» Supplied text
Electronic health records (EHRs) and employer site clinics August 14, 2017
Efficiency, convenience, and secure patient data are essential elements for employer on-site clinics. Employers who provide on-site clinics to their employees do so as an added benefit to attract quality candidates and as a way to help their employees stay healthy. Employers also benefit from the reduced absenteeism among employees who have convenient access to healthcare and from the cost savings of providing on-site health benefits.
In fact, a study published recently by the Online Journal of Issues in Nursing found that employer on-site clinics “provide cost-effective, quality healthcare to employees, as they provide services targeted to the needs of the workforce.” Preventative care, diagnostic services, and treatment of illness and injury are some of the basic services provided by these clinics. They may also work with the employer to provide fitness or nutrition classes to further improve employees’ health.
On-site clinics that use electronic health records (EHRs) to maintain their employee medical records provide an even greater benefit. Employees expect the clinics to be efficient. One of the main attractions of an on-site clinic is that it can be a time saver for busy workers.

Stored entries
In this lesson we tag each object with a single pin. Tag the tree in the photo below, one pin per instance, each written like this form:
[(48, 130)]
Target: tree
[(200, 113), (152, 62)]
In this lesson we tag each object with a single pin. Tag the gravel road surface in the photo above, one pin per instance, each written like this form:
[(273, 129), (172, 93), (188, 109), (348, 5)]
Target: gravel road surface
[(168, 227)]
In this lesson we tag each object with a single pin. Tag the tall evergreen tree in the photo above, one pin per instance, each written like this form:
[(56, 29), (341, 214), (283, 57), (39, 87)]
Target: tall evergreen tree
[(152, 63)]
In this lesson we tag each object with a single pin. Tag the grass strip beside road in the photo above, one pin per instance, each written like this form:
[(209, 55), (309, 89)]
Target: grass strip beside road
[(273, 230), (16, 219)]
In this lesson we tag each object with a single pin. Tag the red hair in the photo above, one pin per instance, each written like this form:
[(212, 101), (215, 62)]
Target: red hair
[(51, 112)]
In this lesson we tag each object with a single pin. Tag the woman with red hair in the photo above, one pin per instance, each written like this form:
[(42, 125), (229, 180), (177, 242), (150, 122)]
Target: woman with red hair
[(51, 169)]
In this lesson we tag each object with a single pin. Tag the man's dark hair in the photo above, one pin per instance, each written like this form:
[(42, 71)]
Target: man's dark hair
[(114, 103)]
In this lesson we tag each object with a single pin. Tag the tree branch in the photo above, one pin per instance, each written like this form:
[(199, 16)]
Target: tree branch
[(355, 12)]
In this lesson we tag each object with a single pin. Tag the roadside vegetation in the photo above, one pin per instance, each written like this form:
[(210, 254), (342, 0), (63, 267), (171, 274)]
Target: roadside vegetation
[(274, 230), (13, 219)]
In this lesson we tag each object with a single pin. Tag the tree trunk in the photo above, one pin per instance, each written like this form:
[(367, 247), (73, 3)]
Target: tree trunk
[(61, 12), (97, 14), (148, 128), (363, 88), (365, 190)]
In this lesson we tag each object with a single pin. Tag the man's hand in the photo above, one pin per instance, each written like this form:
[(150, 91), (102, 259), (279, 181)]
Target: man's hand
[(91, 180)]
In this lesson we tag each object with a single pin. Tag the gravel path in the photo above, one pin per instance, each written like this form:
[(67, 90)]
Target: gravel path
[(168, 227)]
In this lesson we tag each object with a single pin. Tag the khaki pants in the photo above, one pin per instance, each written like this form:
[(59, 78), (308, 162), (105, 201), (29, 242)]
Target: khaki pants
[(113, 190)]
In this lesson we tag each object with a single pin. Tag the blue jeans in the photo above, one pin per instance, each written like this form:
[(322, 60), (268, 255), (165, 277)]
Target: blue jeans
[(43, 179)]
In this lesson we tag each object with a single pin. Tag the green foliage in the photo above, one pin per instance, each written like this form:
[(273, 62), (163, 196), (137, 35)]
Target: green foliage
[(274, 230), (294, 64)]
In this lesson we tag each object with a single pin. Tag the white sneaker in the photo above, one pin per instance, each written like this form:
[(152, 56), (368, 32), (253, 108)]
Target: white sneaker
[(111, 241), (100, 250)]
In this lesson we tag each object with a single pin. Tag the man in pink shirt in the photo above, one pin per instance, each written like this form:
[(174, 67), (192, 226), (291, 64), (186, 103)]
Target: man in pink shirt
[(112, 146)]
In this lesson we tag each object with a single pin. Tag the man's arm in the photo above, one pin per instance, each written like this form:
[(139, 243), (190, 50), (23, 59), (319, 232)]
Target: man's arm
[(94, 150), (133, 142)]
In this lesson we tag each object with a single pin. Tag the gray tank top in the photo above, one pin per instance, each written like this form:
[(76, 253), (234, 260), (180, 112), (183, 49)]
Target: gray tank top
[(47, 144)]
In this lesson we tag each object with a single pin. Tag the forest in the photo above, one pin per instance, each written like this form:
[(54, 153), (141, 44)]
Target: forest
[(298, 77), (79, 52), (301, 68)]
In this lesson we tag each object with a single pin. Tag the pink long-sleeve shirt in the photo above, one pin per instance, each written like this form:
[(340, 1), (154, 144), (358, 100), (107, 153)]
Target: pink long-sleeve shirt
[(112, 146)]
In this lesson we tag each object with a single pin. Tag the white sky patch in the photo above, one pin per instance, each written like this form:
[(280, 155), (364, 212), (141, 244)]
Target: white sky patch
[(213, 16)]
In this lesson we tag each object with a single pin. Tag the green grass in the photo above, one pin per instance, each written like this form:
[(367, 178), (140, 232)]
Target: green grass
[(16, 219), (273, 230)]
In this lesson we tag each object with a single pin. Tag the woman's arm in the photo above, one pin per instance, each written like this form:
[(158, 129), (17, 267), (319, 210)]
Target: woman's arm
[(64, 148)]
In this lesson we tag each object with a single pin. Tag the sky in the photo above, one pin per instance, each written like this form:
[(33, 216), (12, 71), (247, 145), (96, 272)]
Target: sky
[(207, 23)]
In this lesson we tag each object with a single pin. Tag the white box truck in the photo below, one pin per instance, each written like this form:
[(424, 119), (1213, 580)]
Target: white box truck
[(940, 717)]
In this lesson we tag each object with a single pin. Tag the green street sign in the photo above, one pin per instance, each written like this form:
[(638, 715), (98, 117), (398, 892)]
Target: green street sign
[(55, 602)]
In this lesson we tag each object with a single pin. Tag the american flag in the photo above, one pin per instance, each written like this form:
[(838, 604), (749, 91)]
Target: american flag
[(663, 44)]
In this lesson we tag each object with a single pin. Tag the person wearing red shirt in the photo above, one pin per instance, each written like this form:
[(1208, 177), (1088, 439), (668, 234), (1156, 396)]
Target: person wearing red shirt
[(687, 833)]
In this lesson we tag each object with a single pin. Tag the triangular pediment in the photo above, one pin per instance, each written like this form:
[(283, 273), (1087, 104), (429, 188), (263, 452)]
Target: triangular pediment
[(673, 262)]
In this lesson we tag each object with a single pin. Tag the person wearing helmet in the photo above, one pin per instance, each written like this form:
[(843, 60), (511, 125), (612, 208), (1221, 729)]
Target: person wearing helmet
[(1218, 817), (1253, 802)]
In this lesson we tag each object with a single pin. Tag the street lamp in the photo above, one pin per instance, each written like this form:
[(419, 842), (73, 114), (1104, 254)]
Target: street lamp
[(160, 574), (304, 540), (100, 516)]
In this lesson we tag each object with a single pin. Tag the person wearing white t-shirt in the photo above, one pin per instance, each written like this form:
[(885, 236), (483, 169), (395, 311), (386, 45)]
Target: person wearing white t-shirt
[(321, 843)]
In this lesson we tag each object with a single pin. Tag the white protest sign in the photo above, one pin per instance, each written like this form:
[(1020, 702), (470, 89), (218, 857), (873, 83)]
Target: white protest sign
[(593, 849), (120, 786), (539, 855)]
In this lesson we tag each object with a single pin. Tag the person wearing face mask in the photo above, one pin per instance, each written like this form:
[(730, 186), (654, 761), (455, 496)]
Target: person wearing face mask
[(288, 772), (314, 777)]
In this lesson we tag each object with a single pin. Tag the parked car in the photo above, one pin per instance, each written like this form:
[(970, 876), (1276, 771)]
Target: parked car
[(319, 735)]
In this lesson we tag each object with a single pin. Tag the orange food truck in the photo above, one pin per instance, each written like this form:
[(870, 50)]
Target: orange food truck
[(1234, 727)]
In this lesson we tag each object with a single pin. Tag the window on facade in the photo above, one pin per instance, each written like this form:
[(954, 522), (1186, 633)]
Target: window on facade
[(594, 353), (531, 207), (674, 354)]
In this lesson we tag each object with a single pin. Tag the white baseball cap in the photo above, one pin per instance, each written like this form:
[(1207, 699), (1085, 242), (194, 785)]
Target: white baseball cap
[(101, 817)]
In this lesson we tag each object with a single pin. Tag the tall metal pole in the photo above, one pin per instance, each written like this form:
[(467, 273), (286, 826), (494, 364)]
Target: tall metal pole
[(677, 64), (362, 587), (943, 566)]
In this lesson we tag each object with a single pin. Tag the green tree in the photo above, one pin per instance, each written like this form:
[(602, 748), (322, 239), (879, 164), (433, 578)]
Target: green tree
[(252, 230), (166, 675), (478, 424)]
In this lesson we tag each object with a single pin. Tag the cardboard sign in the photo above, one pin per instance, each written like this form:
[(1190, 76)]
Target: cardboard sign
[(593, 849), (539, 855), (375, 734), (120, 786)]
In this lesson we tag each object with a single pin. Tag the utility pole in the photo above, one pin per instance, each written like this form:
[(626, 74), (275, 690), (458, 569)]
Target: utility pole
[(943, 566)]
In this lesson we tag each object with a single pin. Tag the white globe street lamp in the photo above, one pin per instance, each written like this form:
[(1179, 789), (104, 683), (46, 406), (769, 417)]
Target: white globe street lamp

» Task list
a) In the article on employer on-site clinics, which journal published the study on these clinics?
b) Continue the article on employer on-site clinics from its last sentence.

» Results in order
a) The Online Journal of Issues in Nursing.

b)
EHRs enable the healthcare provider to view patient information, including visit notes, lab results, and prescriptions, with one touch. Likewise, communication between patient and physician as well as between multiple providers is seamless and secure in an EHR.
An on-site provider can easily collaborate with other providers using EHRs. Many employees may use the on-site clinic as their primary provider. When they see specialty providers, all of the physicians involved in the employee’s care are able to view important information input by each healthcare provider.
Likewise, employees may have a primary care provider but use the on-site clinic for visits specific to an illness or injury. In those cases, the clinic physician can input visit notes and test results for the employee’s primary care physician to view.
Of course, all of this data is secure and HIPAA-compliant. EHRs comply with the regulations shielding electronic protected health information (ePHI). In fact, secure electronic systems minimize the possibility of compromising ePHI by protecting against virus infections, hacking breaches, and third parties trying to steal patient health information.